La minute innovation 🧚🏻

Encore un robot, de Google Deepmind cette fois, à la dextérité stupéfiante.

Les boîtes de vitesse manuelles représentent 80% du marché en Europe, bientôt 2% aux Etats-Unis, un comeback que l’on doit à la Gen Z.

Snap lance des lunettes de réalité augmentée, destinées aux développeurs dans un premier temps. Démo ici.

Zuck, Maurice (Levy) et quelques autres publient une lettre ouverte demandant à l’UE des règles cohérentes pour l’IA : « the reality is Europe has become less competitive and less innovative compared to other regions”.

• **Travail demandé**
Prolongez l'extrait sur l'actualité de l'innovation à partir de sa dernière phrase.

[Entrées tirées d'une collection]
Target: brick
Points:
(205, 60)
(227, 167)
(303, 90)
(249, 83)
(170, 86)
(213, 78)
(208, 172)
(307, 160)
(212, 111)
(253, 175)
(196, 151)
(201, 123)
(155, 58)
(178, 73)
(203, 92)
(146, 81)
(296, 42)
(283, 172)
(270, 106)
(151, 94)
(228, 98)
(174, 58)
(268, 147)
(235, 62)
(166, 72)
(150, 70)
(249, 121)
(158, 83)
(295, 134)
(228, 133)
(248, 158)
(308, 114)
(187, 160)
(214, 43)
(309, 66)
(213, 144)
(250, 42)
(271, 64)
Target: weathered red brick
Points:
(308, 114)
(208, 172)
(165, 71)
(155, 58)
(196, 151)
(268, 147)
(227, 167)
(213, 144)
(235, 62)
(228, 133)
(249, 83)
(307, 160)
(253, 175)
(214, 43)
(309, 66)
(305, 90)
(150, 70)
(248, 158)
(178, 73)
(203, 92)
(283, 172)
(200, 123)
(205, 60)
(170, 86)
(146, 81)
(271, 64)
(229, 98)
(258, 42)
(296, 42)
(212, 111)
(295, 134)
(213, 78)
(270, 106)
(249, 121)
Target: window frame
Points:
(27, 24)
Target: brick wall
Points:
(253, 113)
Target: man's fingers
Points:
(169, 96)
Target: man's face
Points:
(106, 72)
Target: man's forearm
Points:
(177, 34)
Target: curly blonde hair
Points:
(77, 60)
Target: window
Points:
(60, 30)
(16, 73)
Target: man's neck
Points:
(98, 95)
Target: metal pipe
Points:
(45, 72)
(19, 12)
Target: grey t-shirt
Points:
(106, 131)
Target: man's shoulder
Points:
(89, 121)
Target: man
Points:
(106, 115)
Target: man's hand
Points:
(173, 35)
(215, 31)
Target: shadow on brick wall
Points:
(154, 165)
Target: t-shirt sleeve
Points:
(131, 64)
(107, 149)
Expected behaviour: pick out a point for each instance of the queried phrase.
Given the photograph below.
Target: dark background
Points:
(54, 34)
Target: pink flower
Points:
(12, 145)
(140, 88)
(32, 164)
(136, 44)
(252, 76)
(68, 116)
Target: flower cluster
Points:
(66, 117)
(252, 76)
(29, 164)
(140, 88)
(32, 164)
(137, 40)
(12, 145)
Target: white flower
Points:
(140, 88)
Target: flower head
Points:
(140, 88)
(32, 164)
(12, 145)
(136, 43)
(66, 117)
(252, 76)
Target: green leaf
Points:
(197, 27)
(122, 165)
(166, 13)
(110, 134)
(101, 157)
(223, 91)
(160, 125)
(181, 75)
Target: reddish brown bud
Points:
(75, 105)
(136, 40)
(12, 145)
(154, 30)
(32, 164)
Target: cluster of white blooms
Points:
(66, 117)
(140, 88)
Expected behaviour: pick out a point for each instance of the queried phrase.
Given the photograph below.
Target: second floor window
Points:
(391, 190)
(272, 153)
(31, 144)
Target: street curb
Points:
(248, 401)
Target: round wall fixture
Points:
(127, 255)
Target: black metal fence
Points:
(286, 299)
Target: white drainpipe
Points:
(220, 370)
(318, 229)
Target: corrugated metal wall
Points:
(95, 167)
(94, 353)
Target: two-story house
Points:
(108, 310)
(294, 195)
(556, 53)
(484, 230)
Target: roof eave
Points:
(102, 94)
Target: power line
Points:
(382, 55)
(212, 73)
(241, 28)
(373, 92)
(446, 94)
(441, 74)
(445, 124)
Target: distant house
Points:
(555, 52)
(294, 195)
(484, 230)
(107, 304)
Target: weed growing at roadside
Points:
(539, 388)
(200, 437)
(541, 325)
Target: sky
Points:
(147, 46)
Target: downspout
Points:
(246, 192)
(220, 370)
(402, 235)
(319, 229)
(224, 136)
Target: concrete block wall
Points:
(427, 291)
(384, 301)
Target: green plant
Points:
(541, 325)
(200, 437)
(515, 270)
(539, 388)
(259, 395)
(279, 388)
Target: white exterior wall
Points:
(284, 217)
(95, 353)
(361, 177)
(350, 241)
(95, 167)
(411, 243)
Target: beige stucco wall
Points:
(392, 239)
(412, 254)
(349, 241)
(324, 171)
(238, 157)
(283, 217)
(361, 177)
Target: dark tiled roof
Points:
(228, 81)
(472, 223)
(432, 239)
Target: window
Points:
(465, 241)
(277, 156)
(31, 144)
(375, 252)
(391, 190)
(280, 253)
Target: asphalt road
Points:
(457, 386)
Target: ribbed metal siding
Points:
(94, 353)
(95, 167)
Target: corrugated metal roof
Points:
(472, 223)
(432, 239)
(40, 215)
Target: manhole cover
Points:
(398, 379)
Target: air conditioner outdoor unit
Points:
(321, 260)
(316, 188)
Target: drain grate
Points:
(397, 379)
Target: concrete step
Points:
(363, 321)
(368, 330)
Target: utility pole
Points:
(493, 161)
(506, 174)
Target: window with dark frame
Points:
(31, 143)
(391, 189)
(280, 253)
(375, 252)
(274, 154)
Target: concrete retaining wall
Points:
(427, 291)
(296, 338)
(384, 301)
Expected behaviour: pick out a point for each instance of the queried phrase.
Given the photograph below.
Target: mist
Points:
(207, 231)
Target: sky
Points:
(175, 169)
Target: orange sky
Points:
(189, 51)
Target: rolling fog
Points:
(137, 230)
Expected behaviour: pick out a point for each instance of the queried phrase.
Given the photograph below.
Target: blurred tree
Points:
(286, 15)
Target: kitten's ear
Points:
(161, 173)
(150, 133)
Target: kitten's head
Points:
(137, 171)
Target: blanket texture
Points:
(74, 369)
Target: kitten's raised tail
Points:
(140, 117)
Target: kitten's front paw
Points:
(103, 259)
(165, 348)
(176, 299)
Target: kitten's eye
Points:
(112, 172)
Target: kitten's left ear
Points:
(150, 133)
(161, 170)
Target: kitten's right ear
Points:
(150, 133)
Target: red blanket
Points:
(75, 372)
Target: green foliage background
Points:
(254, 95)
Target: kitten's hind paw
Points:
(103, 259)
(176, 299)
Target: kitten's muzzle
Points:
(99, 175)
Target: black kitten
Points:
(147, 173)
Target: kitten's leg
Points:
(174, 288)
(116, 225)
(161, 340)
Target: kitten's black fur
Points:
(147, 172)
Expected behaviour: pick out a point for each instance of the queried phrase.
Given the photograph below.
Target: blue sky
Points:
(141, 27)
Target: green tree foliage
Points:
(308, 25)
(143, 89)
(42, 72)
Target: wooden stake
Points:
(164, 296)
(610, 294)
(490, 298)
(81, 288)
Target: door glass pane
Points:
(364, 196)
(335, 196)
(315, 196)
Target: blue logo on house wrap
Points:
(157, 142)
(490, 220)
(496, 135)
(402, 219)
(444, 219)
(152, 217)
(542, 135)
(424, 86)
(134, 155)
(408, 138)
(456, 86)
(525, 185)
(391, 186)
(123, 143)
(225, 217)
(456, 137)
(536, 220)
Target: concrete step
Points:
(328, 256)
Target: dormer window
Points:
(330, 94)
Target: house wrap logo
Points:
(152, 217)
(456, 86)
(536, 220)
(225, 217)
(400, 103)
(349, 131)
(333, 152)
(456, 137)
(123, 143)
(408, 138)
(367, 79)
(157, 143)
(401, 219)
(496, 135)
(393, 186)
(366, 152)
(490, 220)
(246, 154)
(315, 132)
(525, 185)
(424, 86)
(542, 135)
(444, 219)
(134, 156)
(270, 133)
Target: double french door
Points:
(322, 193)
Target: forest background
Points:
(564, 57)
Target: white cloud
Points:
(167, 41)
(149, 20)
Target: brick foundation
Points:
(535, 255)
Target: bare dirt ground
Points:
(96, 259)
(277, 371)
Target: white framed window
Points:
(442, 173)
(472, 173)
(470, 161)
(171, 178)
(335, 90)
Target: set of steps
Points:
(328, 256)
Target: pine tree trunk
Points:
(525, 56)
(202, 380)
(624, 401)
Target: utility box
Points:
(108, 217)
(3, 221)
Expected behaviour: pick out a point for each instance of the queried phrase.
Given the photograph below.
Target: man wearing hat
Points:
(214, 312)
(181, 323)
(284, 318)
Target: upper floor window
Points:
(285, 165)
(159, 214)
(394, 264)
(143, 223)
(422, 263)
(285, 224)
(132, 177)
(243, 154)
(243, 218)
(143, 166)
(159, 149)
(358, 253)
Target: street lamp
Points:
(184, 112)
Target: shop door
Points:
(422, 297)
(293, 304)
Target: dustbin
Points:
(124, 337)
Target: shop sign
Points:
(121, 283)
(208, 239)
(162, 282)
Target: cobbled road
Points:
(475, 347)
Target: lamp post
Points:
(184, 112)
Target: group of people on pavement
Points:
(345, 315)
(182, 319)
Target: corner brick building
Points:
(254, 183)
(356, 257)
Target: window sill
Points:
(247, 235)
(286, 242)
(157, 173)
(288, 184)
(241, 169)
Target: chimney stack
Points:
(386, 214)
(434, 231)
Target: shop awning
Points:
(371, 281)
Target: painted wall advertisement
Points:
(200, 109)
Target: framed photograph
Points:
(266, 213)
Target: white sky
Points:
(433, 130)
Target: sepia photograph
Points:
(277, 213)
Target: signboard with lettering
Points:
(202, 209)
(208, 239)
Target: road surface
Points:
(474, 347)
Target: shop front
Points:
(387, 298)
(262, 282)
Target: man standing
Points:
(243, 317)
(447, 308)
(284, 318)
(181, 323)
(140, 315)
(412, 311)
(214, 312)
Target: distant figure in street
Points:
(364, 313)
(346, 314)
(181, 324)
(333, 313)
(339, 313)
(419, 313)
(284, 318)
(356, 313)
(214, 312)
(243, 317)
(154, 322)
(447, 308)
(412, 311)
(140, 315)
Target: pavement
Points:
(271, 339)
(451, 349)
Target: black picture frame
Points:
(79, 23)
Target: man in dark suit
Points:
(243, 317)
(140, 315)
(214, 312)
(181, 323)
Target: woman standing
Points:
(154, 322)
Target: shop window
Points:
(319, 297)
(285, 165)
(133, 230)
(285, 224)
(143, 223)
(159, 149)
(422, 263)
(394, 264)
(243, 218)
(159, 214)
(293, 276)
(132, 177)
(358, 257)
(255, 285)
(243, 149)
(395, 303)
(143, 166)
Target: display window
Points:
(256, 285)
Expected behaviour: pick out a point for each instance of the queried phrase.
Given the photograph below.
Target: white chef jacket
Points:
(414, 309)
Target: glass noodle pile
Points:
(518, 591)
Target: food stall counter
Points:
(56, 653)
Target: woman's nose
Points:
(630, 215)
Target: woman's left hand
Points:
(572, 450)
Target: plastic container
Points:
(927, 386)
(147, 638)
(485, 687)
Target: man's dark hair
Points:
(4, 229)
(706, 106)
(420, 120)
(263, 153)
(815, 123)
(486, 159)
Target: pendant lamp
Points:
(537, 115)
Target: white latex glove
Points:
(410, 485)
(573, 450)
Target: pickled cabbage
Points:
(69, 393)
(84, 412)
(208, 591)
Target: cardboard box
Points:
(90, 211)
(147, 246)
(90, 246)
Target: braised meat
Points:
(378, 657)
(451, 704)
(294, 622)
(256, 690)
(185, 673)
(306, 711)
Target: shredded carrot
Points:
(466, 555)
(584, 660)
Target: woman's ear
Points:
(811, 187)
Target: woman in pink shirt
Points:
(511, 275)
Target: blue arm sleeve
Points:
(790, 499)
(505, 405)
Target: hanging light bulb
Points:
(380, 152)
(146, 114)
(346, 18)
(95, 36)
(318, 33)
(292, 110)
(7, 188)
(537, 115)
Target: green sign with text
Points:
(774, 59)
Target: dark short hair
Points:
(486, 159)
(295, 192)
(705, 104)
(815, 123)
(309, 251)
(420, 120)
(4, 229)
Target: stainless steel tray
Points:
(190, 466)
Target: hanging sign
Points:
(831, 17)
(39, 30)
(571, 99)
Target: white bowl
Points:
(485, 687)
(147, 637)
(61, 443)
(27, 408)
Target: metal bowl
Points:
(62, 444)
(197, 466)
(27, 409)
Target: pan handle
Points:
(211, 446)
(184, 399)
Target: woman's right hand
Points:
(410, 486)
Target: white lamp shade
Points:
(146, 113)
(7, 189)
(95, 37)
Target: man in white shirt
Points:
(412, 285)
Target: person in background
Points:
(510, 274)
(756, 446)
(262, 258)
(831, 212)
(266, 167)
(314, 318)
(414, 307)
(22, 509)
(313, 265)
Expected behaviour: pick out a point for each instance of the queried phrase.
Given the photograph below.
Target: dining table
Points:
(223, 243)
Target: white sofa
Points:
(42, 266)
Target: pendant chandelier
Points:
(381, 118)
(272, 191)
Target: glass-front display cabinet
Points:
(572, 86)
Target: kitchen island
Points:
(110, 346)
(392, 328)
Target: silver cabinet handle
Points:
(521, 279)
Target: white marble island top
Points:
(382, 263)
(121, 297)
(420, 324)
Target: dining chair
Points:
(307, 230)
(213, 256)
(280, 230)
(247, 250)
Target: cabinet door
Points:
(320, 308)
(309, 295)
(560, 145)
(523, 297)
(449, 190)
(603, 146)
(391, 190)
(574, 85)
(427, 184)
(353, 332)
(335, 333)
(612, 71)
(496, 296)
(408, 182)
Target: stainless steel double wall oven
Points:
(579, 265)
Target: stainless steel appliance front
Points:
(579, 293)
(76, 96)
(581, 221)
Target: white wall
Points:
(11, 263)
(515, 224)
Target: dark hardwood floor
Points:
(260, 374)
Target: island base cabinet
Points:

• **Résultat obtenu**
Shogun 🗾 

Investir avec un prisme thématique n’exclut pas d’étudier les dynamiques géographiques, surtout quand des relocalisations (un de nos thèmes d’investissement) sont à l’œuvre, comme au Japon actuellement. De deuxième économie mondiale à la fin des années 80, le pays est passé à la quatrième place (mesurée en parité de pouvoir d’achat), après l’éclatement en quelques années des bulles immobilière (dans le quartier chic de Tokyo, Ginza, le m2 valait 230 000$) et boursière (la capitalisation boursière des actions japonaises représentait 45% de celle des actions mondiales, contre 6-7% à présent). Avec une croissance passée de 4% à 1% entre les 80s et les 90s, on a d’abord parlé de décennie perdue, puis crise bancaire (zombie loans), déflation, mesures de relance inefficaces (la trappe à liquidités, cf cette analyse du FMI datant de 2003), faible productivité et mauvaise gouvernance des entreprises ont prolongé le phénomène pour quelques décennies de plus (résumé jusqu’en 2023 dans cet article de Nomura).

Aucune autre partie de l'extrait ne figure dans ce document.